----- Source data -----

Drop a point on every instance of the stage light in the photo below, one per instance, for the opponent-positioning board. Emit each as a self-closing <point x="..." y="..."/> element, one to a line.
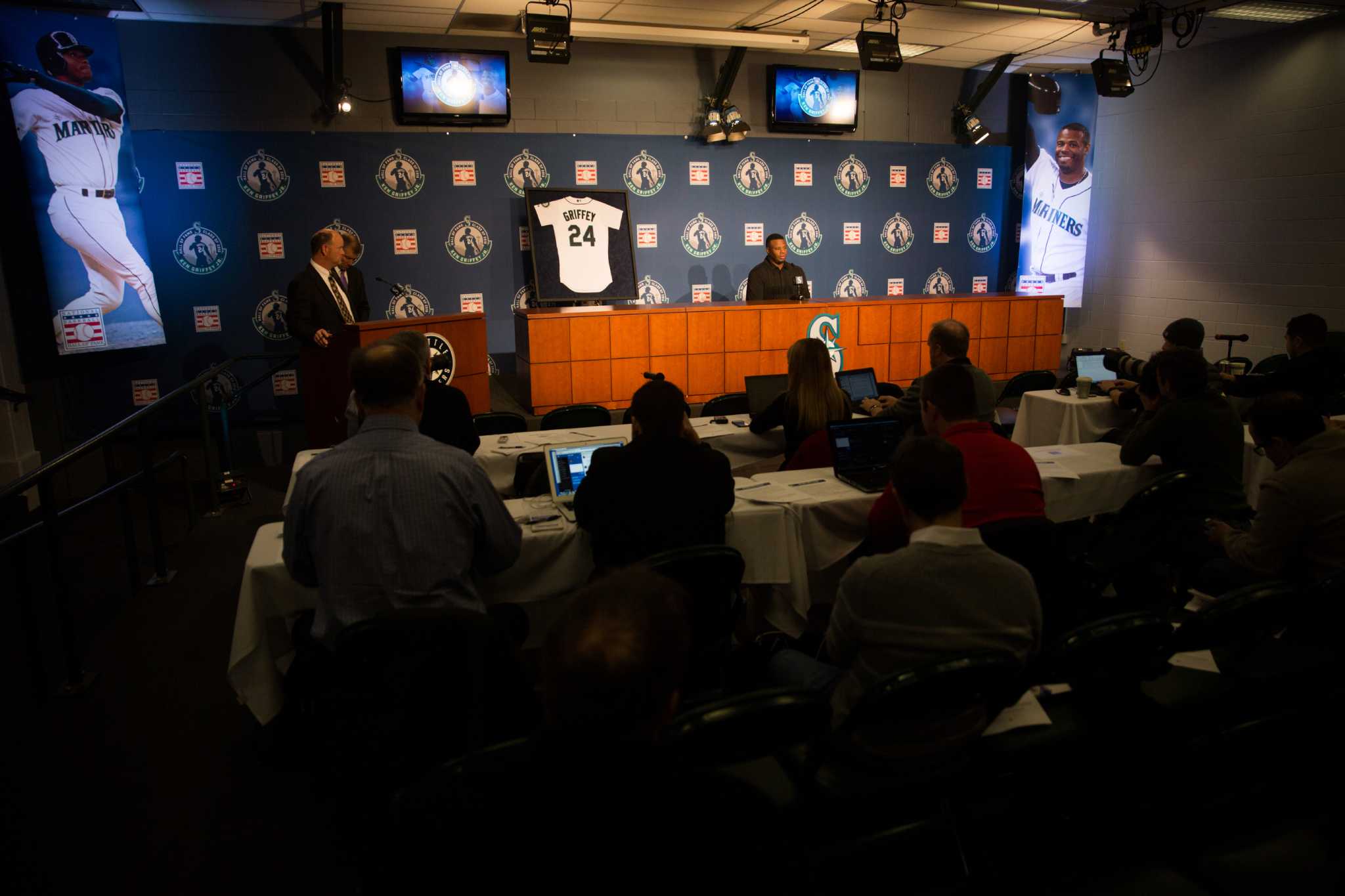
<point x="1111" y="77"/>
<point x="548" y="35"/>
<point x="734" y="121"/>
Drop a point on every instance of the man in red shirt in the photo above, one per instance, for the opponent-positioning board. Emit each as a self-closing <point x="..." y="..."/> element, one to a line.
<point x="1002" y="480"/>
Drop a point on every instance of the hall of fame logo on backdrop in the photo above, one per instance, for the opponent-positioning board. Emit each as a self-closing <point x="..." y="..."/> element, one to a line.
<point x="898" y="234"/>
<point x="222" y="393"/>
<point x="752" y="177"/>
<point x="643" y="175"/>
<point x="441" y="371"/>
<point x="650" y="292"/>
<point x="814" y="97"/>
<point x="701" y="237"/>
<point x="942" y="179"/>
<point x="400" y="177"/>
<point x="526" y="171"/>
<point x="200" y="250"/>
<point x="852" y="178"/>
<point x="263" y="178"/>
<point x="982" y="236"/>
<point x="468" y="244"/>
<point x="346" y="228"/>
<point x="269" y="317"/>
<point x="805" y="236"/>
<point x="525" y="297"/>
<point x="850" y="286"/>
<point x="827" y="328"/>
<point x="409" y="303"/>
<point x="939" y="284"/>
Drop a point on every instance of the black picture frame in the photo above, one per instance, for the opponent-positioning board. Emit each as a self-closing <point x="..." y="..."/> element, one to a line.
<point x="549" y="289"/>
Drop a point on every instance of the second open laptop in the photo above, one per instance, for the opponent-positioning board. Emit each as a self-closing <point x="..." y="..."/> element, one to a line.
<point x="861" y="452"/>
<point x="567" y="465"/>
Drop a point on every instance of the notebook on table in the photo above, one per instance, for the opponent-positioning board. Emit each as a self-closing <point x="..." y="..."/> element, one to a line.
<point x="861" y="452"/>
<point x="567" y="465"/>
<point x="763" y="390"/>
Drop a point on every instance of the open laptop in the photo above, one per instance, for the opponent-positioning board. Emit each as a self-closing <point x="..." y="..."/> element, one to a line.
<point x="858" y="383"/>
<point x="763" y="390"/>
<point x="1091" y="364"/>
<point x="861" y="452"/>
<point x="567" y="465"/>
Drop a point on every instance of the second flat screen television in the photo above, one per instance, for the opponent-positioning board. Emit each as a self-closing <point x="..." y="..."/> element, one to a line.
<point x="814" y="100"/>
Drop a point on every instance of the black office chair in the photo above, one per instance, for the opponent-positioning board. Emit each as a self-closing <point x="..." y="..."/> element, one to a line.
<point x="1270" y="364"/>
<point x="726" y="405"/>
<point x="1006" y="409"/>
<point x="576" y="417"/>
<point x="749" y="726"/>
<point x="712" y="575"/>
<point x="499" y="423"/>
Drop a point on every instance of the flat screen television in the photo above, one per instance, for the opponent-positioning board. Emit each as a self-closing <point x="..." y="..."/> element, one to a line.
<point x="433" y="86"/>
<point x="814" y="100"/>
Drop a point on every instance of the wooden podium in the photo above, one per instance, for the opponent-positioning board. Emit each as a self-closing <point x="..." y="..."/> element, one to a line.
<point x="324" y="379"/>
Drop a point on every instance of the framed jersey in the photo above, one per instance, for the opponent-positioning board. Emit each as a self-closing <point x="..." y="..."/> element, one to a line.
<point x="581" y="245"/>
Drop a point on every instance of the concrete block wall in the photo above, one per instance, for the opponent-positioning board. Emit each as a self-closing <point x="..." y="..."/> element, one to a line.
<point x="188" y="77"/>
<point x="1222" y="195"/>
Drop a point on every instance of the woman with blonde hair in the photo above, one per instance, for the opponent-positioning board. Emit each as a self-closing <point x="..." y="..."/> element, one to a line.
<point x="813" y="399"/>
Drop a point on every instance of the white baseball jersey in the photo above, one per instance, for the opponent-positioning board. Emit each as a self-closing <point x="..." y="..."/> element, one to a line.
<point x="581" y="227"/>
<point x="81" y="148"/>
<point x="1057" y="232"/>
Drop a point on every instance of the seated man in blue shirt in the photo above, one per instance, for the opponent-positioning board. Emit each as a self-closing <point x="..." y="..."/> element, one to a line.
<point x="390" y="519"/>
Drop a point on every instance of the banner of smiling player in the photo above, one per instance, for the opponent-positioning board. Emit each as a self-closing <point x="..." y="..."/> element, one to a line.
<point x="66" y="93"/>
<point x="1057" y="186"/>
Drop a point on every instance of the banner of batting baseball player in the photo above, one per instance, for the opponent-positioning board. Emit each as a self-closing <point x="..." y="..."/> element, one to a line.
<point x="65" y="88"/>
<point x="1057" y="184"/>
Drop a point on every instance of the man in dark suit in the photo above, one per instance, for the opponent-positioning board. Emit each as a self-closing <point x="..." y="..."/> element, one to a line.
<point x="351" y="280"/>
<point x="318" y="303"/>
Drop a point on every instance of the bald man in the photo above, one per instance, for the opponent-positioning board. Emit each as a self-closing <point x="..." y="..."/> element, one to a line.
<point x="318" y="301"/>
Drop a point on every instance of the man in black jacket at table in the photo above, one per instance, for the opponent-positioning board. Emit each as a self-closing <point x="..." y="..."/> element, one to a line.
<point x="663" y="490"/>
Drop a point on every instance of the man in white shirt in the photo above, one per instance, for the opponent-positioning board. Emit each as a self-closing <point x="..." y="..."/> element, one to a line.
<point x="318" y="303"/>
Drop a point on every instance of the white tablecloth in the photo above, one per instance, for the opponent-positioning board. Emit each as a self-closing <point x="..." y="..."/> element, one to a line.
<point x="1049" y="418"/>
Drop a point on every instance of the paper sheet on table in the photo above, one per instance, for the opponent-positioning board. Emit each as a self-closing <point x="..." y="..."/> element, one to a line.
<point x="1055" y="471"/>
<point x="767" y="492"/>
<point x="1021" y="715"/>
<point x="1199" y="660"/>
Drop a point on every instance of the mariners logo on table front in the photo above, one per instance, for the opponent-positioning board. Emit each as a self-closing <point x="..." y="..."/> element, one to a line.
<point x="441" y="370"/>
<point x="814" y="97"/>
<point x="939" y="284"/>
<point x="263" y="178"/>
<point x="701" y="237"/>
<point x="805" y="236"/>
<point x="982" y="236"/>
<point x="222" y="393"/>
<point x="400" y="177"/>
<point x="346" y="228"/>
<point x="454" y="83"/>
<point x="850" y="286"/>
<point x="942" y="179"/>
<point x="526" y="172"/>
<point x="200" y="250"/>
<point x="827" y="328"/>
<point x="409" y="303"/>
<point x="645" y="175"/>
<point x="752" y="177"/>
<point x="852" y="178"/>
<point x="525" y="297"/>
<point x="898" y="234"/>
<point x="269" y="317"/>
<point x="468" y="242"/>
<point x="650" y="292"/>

-----

▸ Problem details: Output the data exactly. Pictures don't belong in the result.

▸ Full response:
Drop a point on every instance of the stage light in the photo below, one per instance, for the opponent-positioning board. Emit each as a self-closing <point x="..." y="..."/> element, one to a line.
<point x="1111" y="77"/>
<point x="548" y="35"/>
<point x="734" y="121"/>
Drop a point on every instance of the man in red shirt in the photo above, one per instance, for the opponent-positioning board. Emit each as a self-closing <point x="..." y="..."/> element, one to a line.
<point x="1002" y="480"/>
Drop a point on every instance of the hall of fame logo on backdrop in the photo above, one per instance, for the opponent-positioning board. Emit each as a self-closing <point x="..." y="..."/> element, one to a line.
<point x="898" y="234"/>
<point x="222" y="393"/>
<point x="752" y="177"/>
<point x="643" y="175"/>
<point x="441" y="371"/>
<point x="650" y="292"/>
<point x="814" y="97"/>
<point x="701" y="237"/>
<point x="942" y="179"/>
<point x="400" y="177"/>
<point x="526" y="171"/>
<point x="200" y="250"/>
<point x="852" y="178"/>
<point x="263" y="178"/>
<point x="982" y="236"/>
<point x="468" y="244"/>
<point x="346" y="228"/>
<point x="269" y="317"/>
<point x="805" y="236"/>
<point x="525" y="297"/>
<point x="850" y="286"/>
<point x="827" y="328"/>
<point x="409" y="303"/>
<point x="939" y="284"/>
Drop a point on every instance of the black picture frame in the photo above, one per instance, for the opponent-positioning board. Emit each as a self-closing <point x="..." y="..."/> element, one to a line.
<point x="549" y="289"/>
Drop a point on every instance of the second open laptop in the photo above, one per instance, for the opponent-positioning board. Emit each as a self-closing <point x="..." y="..."/> element, one to a line.
<point x="861" y="452"/>
<point x="567" y="465"/>
Drop a point on every instance of the notebook on table in the photo above, one per instance, for the opponent-positioning board. Emit each as a self-closing <point x="..." y="..."/> element, one to a line.
<point x="861" y="452"/>
<point x="567" y="465"/>
<point x="763" y="390"/>
Drop a point on every instance of the open laptop in the photo above, one per instance, for the opponent-positioning board. Emit each as a self-closing <point x="..." y="..."/> element, one to a line.
<point x="858" y="383"/>
<point x="763" y="390"/>
<point x="1091" y="364"/>
<point x="861" y="452"/>
<point x="567" y="465"/>
Drop a point on every instance of the second flat screen television in the photo above, one per instance, for the opponent-positioning board. Emit each as a self-closing <point x="..." y="..."/> element, one to a line.
<point x="814" y="100"/>
Drop a point on every instance of the black office chair in the photo above, one per instance, for the opponent-positioning board. Emit each as a self-closing <point x="..." y="..."/> element, one to a line.
<point x="1270" y="364"/>
<point x="726" y="405"/>
<point x="1006" y="409"/>
<point x="576" y="417"/>
<point x="749" y="726"/>
<point x="712" y="575"/>
<point x="499" y="423"/>
Drop a point on every instance of the flat screen television in the photo above, one per instance, for the opponent-positioning board. Emit each as a self-closing <point x="..." y="..."/> element, one to a line.
<point x="433" y="86"/>
<point x="814" y="100"/>
Drop a point on every instance of the wooden podium in the photo above, one per instance, for the opponent-positioning board. Emit each as a self-closing <point x="..." y="..."/> element, one to a line.
<point x="324" y="379"/>
Drop a point on every instance of the framed jersey in the photo above, one per instance, for the opponent-positioning board. Emit each as a self-closing <point x="..." y="..."/> element, one to a line.
<point x="581" y="245"/>
Drop a point on every instance of the concrete block wall in the photo above, one per instance, for the opponent-positioning board. Emit each as a self-closing <point x="..." y="..."/> element, one to a line.
<point x="188" y="77"/>
<point x="1222" y="195"/>
Drop a point on every instance of the woman with blonde hair in the photo above, one per instance, for the opponent-positioning board. Emit each as a self-closing <point x="..." y="..."/> element, one to a line.
<point x="813" y="399"/>
Drop a point on every instance of the white baseball jersey in the photo above, one per instance, for the opponent-positioning board. Emit each as a self-closing <point x="..." y="..."/> element, one to a line.
<point x="581" y="227"/>
<point x="81" y="148"/>
<point x="1057" y="232"/>
Drop a point on every instance of the seated man in blue shirt in the photo above, one per instance, for the opponent-positioning board. Emit each as a self-closing <point x="..." y="..."/> element, one to a line.
<point x="390" y="519"/>
Drop a point on every instance of the banner of smiling player in the photo above, one per instance, for the opponent-positioning board. Emit each as a self-closing <point x="..." y="..."/> element, one to a line.
<point x="66" y="93"/>
<point x="1057" y="186"/>
Drop a point on every instance of the banner of batting baseball player in the photo above, one per instance, for the opponent-positioning board. Emit each as a self-closing <point x="..." y="..."/> element, one to a line.
<point x="65" y="88"/>
<point x="1057" y="184"/>
Drop a point on every instance of the man in dark suit in the photo above, one per instance, for the opponent-positioning board. Emit each as a self-closing <point x="..." y="..."/> element, one to a line.
<point x="351" y="280"/>
<point x="318" y="303"/>
Drop a point on every instance of the bald man in the photo above, one per instance, for the opponent-positioning board. Emit each as a self-closing <point x="..." y="..."/> element, one to a line.
<point x="318" y="301"/>
Drop a point on every instance of the man in black jacket at table in the photo above, one per instance, for the opponent-positioning board. Emit each as a self-closing <point x="..." y="..."/> element, one to a line.
<point x="663" y="490"/>
Drop a point on every instance of the man in white shirt in the photo above, one per instance, for the opponent-positioning board. Emit each as a self-closing <point x="..." y="..."/> element, one to a line.
<point x="318" y="303"/>
Drop a point on every instance of the white tablecloth in the photo above, one per instance, for the opponent-positioning board. Emit each as a self-closing <point x="..." y="..."/> element, one to a line.
<point x="1049" y="418"/>
Drop a point on every instance of the paper sheet on table in the photo above, one per instance, for the opponent-positioning board. Emit each as a self-closing <point x="..." y="..."/> element, one to a line.
<point x="1055" y="471"/>
<point x="767" y="492"/>
<point x="1021" y="715"/>
<point x="1199" y="660"/>
Drop a point on every instance of the mariners logo on table front in the photo above, one per instance, for the opponent-positioning board. Emit each as a self-closing <point x="..." y="..."/> element, one to a line.
<point x="441" y="370"/>
<point x="814" y="97"/>
<point x="939" y="284"/>
<point x="263" y="178"/>
<point x="701" y="237"/>
<point x="805" y="236"/>
<point x="982" y="236"/>
<point x="222" y="393"/>
<point x="400" y="177"/>
<point x="346" y="228"/>
<point x="454" y="83"/>
<point x="850" y="286"/>
<point x="942" y="179"/>
<point x="526" y="172"/>
<point x="200" y="250"/>
<point x="827" y="328"/>
<point x="409" y="303"/>
<point x="645" y="175"/>
<point x="752" y="177"/>
<point x="852" y="178"/>
<point x="525" y="297"/>
<point x="898" y="234"/>
<point x="269" y="317"/>
<point x="468" y="242"/>
<point x="650" y="292"/>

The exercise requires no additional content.